Report each line in the items below that contains the string "distant", copying every such line in full. Matching is case-sensitive.
— Begin Exercise material —
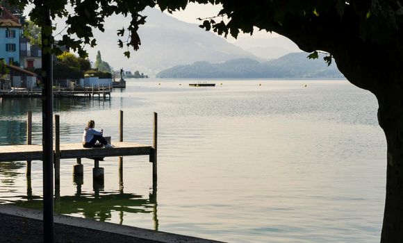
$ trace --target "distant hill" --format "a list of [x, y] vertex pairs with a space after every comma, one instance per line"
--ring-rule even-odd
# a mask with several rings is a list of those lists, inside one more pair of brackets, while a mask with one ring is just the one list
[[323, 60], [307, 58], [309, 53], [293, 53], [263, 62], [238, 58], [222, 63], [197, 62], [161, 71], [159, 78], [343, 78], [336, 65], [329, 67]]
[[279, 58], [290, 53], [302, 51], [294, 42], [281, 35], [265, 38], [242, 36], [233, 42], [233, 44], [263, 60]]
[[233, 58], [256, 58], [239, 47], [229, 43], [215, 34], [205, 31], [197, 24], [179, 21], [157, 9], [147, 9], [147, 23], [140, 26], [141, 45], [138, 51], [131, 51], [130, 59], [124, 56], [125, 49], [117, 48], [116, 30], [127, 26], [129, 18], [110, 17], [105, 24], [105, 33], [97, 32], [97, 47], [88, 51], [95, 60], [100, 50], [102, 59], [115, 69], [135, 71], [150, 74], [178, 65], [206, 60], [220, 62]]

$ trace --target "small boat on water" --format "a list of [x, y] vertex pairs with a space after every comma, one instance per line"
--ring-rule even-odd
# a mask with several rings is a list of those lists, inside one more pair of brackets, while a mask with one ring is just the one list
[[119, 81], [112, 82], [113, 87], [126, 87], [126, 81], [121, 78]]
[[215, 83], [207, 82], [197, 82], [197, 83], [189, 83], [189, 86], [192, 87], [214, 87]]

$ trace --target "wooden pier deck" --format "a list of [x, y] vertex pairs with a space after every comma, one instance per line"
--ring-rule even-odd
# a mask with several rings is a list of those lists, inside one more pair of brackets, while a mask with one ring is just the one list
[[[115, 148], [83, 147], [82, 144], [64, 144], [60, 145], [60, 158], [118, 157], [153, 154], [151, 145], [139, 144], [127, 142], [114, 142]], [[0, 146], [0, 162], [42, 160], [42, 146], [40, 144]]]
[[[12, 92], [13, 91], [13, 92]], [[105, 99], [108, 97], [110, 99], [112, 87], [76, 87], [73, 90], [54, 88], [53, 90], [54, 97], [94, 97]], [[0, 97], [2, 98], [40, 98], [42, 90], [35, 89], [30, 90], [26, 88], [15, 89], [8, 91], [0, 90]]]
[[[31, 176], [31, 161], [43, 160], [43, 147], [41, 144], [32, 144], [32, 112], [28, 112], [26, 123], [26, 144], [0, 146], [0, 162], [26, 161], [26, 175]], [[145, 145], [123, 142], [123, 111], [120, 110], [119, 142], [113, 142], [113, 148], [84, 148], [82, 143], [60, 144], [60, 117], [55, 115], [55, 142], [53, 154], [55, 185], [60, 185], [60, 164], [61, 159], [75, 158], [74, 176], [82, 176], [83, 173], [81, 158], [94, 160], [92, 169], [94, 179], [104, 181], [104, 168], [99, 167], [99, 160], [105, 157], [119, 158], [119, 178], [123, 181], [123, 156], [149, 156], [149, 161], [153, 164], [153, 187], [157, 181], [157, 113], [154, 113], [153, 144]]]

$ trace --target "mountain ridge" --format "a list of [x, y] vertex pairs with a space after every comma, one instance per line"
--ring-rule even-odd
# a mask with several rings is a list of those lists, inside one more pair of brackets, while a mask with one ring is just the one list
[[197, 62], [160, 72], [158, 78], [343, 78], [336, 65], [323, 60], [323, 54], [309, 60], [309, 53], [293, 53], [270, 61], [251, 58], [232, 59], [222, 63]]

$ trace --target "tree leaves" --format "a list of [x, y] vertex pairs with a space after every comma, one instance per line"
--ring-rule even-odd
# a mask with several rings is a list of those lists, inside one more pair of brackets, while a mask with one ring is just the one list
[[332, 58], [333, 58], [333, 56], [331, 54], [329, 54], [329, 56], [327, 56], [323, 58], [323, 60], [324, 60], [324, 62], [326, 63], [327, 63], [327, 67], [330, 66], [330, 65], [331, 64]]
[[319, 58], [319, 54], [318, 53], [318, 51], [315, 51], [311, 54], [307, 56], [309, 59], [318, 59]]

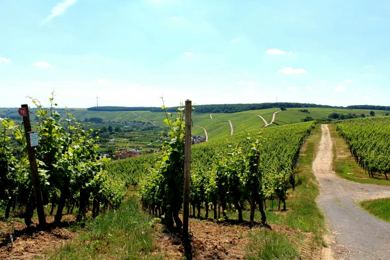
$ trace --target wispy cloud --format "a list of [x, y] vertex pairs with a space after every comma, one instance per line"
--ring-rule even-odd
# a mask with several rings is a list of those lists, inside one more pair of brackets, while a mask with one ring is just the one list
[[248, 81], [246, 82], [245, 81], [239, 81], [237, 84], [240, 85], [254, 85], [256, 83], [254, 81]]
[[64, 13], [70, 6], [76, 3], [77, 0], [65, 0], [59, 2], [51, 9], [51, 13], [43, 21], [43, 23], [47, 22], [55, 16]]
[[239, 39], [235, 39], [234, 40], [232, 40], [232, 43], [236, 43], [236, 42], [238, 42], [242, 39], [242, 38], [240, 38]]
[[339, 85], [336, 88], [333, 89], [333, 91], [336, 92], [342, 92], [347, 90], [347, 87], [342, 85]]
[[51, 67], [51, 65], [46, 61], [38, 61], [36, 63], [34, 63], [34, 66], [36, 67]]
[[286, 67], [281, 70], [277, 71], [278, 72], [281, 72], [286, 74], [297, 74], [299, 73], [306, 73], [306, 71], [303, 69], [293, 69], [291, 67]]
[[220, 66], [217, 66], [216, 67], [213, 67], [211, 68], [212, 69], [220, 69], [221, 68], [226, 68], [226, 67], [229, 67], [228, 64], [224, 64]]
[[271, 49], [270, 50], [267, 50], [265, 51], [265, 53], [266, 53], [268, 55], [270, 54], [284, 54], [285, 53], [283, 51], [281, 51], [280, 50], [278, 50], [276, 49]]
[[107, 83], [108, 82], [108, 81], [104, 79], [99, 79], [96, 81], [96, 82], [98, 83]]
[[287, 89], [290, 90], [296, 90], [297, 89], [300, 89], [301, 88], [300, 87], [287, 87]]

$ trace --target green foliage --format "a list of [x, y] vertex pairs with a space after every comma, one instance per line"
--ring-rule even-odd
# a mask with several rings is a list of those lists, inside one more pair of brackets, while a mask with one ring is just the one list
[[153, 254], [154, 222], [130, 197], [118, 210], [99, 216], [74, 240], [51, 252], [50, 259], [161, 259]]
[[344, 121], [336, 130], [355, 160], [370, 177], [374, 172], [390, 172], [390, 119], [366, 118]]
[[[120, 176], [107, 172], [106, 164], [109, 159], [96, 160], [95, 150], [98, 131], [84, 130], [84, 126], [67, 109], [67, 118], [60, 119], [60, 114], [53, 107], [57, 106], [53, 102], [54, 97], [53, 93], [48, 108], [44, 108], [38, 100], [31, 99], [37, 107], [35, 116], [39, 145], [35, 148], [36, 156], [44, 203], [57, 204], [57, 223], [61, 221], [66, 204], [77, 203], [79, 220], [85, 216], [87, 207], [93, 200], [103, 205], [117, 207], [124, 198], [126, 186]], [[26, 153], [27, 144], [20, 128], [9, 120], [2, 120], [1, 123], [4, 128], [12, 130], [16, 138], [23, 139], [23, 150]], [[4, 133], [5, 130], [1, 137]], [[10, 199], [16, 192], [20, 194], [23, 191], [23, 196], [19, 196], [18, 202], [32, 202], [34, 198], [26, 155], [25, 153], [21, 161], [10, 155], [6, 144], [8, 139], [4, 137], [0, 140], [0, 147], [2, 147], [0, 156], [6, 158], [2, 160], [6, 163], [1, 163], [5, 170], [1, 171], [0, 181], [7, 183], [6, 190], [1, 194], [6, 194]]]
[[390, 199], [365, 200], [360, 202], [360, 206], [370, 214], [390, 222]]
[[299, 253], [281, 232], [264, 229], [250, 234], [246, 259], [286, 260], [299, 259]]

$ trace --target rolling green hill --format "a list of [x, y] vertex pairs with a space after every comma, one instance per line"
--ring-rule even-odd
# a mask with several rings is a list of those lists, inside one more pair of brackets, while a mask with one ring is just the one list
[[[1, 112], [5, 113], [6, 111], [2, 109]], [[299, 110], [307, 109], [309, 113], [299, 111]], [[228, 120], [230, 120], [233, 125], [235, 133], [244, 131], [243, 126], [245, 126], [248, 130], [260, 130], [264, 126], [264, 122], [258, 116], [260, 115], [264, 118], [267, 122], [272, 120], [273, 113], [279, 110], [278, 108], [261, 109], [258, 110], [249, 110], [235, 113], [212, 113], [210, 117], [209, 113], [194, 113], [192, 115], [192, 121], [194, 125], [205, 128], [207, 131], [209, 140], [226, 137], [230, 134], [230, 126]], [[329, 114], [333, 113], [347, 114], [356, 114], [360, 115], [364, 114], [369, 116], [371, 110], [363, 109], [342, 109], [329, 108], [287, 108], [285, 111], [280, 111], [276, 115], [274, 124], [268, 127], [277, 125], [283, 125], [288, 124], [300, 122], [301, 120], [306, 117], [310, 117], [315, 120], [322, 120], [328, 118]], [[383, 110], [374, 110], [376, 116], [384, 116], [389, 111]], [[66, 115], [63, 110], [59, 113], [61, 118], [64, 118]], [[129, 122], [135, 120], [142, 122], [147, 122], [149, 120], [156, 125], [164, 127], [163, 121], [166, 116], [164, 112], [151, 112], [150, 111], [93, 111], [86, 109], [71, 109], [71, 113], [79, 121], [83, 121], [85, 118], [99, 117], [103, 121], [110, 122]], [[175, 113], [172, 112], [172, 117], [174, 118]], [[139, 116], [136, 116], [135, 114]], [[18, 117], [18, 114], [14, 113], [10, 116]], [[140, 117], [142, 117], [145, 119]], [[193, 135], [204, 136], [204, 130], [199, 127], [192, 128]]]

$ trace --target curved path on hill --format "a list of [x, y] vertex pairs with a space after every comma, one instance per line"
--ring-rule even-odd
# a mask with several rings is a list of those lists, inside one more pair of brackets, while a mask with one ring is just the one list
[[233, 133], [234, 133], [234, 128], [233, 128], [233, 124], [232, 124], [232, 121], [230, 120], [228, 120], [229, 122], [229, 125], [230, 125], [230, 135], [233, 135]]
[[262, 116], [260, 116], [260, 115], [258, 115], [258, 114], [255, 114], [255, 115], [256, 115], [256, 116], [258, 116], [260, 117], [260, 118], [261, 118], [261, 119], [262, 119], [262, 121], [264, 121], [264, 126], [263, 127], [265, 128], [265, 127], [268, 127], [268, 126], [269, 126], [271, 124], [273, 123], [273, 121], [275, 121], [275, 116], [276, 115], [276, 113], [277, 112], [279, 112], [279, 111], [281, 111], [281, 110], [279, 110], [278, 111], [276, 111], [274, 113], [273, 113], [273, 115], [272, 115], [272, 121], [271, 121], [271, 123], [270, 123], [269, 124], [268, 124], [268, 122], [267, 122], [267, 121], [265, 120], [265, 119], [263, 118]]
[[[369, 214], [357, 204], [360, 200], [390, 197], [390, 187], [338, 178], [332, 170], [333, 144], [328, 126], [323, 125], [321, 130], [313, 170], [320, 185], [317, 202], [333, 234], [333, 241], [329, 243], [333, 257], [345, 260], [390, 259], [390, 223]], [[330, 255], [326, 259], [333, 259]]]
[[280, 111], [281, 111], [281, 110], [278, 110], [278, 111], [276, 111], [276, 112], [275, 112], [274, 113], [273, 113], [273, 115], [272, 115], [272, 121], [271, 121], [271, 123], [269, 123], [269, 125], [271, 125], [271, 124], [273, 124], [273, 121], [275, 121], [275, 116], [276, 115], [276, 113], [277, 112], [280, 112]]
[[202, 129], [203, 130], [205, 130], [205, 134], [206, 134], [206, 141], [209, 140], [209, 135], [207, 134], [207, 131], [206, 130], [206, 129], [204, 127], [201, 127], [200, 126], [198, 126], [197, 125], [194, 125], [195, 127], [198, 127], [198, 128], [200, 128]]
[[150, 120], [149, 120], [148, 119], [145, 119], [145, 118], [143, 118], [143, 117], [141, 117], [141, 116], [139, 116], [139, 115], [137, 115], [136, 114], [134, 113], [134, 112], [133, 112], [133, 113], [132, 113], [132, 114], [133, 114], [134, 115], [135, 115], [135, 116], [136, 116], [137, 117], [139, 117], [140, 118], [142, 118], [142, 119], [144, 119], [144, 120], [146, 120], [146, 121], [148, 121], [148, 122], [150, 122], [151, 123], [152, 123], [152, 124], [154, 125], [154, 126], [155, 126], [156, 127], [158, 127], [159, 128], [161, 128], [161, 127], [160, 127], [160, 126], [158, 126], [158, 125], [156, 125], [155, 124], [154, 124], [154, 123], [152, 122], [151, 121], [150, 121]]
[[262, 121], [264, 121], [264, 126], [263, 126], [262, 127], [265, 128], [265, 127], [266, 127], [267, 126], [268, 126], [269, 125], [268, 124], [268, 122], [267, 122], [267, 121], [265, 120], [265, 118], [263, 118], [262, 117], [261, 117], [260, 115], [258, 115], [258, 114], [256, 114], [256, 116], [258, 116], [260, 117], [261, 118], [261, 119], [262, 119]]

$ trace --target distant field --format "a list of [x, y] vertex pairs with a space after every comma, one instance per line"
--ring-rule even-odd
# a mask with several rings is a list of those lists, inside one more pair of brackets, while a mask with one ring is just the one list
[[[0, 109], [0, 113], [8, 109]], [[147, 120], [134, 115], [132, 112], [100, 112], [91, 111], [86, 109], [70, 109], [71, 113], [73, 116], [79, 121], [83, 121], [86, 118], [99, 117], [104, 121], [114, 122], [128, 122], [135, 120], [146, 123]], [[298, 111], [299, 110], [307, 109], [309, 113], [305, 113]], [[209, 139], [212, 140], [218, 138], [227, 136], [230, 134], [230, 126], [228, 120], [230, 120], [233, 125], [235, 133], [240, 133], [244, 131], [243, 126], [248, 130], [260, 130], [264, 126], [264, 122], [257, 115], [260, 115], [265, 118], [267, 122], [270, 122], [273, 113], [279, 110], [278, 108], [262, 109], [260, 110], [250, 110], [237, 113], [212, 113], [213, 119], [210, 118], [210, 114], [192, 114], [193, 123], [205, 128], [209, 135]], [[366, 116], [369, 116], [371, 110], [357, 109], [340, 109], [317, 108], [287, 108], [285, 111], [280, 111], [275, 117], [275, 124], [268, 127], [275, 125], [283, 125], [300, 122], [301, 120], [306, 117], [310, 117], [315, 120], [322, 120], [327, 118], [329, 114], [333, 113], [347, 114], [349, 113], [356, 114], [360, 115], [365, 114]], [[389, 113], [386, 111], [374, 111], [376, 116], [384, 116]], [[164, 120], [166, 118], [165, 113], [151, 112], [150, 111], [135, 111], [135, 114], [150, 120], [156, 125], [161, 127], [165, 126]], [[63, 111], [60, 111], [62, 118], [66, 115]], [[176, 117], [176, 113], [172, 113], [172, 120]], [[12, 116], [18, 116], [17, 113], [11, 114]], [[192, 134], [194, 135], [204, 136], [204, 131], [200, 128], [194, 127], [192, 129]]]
— End Exercise material —
- _Final result_:
$ trace --target "distant hill" --format "a list of [x, y] vertex pairs with a space after every comma, one instance per line"
$ trace --target distant field --format "a list of [x, y] vertex pairs with a space after every comma, one instance per line"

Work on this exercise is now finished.